Work request: Would you reproduce the entries that follow exactly as they appear?

Source material:
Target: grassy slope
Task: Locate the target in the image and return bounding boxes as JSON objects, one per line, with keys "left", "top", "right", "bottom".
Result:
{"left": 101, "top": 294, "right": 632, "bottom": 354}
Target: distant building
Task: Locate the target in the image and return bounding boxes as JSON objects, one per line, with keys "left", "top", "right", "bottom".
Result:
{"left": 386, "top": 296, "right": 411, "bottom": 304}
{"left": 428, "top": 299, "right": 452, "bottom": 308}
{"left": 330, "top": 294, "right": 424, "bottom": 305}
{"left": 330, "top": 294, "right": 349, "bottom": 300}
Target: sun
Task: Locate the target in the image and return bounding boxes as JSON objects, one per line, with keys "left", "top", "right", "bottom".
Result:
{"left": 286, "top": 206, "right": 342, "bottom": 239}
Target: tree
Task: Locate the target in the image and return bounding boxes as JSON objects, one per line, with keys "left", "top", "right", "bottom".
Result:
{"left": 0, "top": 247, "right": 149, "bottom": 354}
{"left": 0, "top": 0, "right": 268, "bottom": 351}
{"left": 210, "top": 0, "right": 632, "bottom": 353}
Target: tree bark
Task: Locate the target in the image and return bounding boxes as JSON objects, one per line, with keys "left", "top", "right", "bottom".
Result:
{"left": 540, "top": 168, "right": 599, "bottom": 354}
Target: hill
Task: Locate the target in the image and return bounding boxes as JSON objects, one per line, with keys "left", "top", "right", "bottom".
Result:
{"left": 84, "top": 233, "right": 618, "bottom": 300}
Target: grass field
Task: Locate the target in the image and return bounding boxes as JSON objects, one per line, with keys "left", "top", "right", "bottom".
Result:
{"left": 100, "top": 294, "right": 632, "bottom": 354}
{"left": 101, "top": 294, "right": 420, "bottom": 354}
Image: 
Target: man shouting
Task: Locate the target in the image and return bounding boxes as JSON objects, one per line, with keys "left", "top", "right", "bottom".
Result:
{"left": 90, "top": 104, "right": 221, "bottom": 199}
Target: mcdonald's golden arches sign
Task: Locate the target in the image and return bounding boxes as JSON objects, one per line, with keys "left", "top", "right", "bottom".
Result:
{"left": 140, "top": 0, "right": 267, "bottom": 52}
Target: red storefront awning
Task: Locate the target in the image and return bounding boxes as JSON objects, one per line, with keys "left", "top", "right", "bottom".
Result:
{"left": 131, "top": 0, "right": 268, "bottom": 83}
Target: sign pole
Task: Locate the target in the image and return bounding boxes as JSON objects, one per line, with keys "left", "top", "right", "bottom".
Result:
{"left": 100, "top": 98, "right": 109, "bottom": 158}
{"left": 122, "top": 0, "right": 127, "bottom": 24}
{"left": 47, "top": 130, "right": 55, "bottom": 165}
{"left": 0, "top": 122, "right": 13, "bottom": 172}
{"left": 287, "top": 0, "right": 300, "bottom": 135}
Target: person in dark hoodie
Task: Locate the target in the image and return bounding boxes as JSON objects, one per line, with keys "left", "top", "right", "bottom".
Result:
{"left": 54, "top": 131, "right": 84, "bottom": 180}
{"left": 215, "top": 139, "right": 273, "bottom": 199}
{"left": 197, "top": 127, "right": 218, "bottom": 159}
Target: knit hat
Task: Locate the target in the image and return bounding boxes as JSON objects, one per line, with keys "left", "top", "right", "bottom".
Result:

Finished exercise:
Target: grassy slope
Task: Locate the target in the image and return bounding boxes as JSON objects, one per line, with keys "left", "top", "right", "bottom".
Result:
{"left": 101, "top": 294, "right": 632, "bottom": 354}
Target: distant building
Task: Locate the target in the image and return bounding boxes as JSON objects, one per line, with keys "left", "top", "right", "bottom".
Result:
{"left": 386, "top": 296, "right": 411, "bottom": 304}
{"left": 428, "top": 299, "right": 452, "bottom": 308}
{"left": 330, "top": 294, "right": 424, "bottom": 305}
{"left": 330, "top": 294, "right": 349, "bottom": 300}
Target: sun
Task: Locate the target in the image and return bounding boxes as JSON objects, one per line, with keys "left", "top", "right", "bottom".
Result:
{"left": 286, "top": 206, "right": 342, "bottom": 239}
Target: tree
Task: Locate the target in the image and return bounding boxes as JSON objects, one per line, with keys "left", "top", "right", "bottom".
Result:
{"left": 0, "top": 247, "right": 149, "bottom": 354}
{"left": 0, "top": 0, "right": 268, "bottom": 351}
{"left": 210, "top": 0, "right": 632, "bottom": 353}
Target: tree bark
Task: Locate the target in the image and return bounding boxes as JSON objects, one per line, with keys "left", "top", "right", "bottom".
Result:
{"left": 540, "top": 168, "right": 599, "bottom": 354}
Target: hill
Task: Locate the target in the image and return bounding boxes as JSON objects, one per line, with keys "left", "top", "right", "bottom".
Result:
{"left": 84, "top": 233, "right": 618, "bottom": 300}
Target: grass field
Task: Locate the target in the image and return bounding boxes as JSON objects, one per line, with keys "left", "top", "right", "bottom".
Result:
{"left": 100, "top": 294, "right": 632, "bottom": 354}
{"left": 101, "top": 294, "right": 420, "bottom": 354}
Image: 
Target: man shouting
Task: Locate the target in the image and return bounding boxes as JSON objects, one per line, with keys "left", "top", "right", "bottom".
Result:
{"left": 90, "top": 104, "right": 221, "bottom": 199}
Target: mcdonald's golden arches sign
Task: Locate the target in the image and return bounding boxes as JSON objects, one per line, with keys "left", "top", "right", "bottom".
Result:
{"left": 140, "top": 0, "right": 267, "bottom": 52}
Target: red storefront awning
Task: Locate the target in the image and return bounding boxes as JSON objects, one per line, with keys "left", "top", "right", "bottom".
Result:
{"left": 131, "top": 0, "right": 268, "bottom": 83}
Target: sign pole
Task: Locate the target in the image and return bounding boxes as JSON objects, one per line, with keys "left", "top", "right", "bottom".
Result:
{"left": 100, "top": 98, "right": 109, "bottom": 158}
{"left": 122, "top": 0, "right": 127, "bottom": 24}
{"left": 47, "top": 130, "right": 55, "bottom": 165}
{"left": 0, "top": 122, "right": 13, "bottom": 172}
{"left": 287, "top": 0, "right": 300, "bottom": 135}
Target: person in dark hoodie
Task: Locate the target in the image and return bounding boxes as JSON objects, one per line, with keys "left", "top", "right", "bottom".
Result:
{"left": 54, "top": 131, "right": 84, "bottom": 180}
{"left": 215, "top": 139, "right": 273, "bottom": 199}
{"left": 197, "top": 127, "right": 218, "bottom": 159}
Target: knit hat
Task: Locate the target in the image and return bounding boxes as JSON objects, one per line, with keys "left", "top", "right", "bottom".
Result:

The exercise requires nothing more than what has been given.